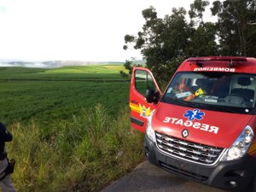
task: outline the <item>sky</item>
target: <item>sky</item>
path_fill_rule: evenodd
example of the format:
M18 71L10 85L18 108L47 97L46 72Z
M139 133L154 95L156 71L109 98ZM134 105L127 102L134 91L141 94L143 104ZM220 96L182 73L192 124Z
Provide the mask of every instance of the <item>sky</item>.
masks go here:
M123 49L124 37L145 23L142 11L158 17L194 0L0 0L0 61L125 61L143 58ZM212 1L210 1L212 2ZM206 20L214 20L210 12Z

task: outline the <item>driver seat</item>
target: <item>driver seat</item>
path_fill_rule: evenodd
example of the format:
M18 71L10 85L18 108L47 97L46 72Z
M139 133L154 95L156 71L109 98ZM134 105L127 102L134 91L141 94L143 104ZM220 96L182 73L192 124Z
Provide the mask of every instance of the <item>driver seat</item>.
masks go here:
M248 89L247 86L251 84L251 79L248 77L240 77L237 84L241 88L235 88L231 90L231 94L236 94L247 98L247 102L253 102L254 90Z

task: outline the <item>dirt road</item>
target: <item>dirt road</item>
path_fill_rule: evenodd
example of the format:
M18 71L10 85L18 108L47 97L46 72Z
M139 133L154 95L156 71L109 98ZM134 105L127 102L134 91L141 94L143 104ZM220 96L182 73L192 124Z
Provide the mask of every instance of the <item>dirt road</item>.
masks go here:
M127 176L102 192L225 192L172 175L148 161L140 164Z

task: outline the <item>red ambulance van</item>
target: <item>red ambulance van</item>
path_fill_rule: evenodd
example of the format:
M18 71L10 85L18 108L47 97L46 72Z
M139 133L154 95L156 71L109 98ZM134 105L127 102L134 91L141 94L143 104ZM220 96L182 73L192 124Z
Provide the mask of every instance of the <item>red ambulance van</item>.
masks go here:
M256 191L255 92L255 58L187 59L164 93L148 69L134 67L131 126L145 132L152 164L224 189Z

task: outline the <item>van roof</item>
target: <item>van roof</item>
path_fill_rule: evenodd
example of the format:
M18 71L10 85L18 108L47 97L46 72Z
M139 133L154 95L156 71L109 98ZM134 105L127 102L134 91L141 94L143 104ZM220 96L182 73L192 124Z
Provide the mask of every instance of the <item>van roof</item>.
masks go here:
M190 57L181 64L177 69L180 71L256 73L256 59L242 56Z

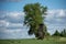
__________________________________________________
Edit all of the records so that each "dirt road" reads "gravel road", keeping every other line unchanged. Leave the pictures out of your answer.

task: outline the <item>sky</item>
target: <item>sky</item>
path_fill_rule: evenodd
example of the format:
M18 71L10 85L18 108L47 97L46 72Z
M139 133L154 95L156 71L109 98ZM134 105L127 102L134 91L141 94L143 104ZM220 96L182 73L192 124Z
Provide the mask of every instance of the <item>sky</item>.
masks go here:
M123 49L124 37L145 23L142 11L158 17L194 0L0 0L0 61L125 61L143 58ZM212 1L210 1L212 2ZM206 20L214 20L210 12Z

task: outline the <item>driver seat</item>
target: <item>driver seat</item>
path_fill_rule: evenodd
example of the format:
M18 71L10 85L18 108L47 97L46 72Z
M139 133L154 95L156 71L109 98ZM134 105L127 102L134 91L141 94L143 104ZM220 96L182 73L192 124Z
Provide the mask of every instance of the <item>driver seat</item>.
masks go here:
M248 89L247 86L251 84L251 79L248 77L240 77L237 84L241 88L235 88L231 90L231 94L236 94L247 98L247 102L253 102L254 90Z

task: outline the <item>gravel road</item>
target: <item>gravel road</item>
path_fill_rule: evenodd
example of the format:
M18 71L10 85L18 108L47 97L46 72Z
M139 133L154 95L156 71L109 98ZM134 105L127 102L134 91L141 94L143 104ZM220 96L182 73L192 124Z
Provide the mask of every instance of the <item>gravel road</item>.
masks go here:
M127 176L102 192L225 192L172 175L148 161L140 164Z

task: outline the <item>red ambulance van</item>
target: <item>red ambulance van</item>
path_fill_rule: evenodd
example of the format:
M18 71L10 85L18 108L47 97L46 72Z
M139 133L154 95L156 71L109 98ZM134 105L127 102L134 91L141 94L143 104ZM220 96L182 73L192 124Z
Provide the mask of every instance of the <item>red ambulance van</item>.
masks go here:
M256 191L255 92L255 58L187 59L164 93L148 69L134 67L131 126L145 132L152 164L224 189Z

task: outline the <item>van roof</item>
target: <item>van roof</item>
path_fill_rule: evenodd
example of the format:
M18 71L10 85L18 108L47 97L46 72Z
M139 133L154 95L156 71L109 98ZM134 105L127 102L134 91L141 94L143 104ZM220 96L182 73L192 124Z
Provide the mask of every instance of the <item>van roof</item>.
masks go here:
M190 57L181 64L177 69L180 71L256 73L256 59L242 56Z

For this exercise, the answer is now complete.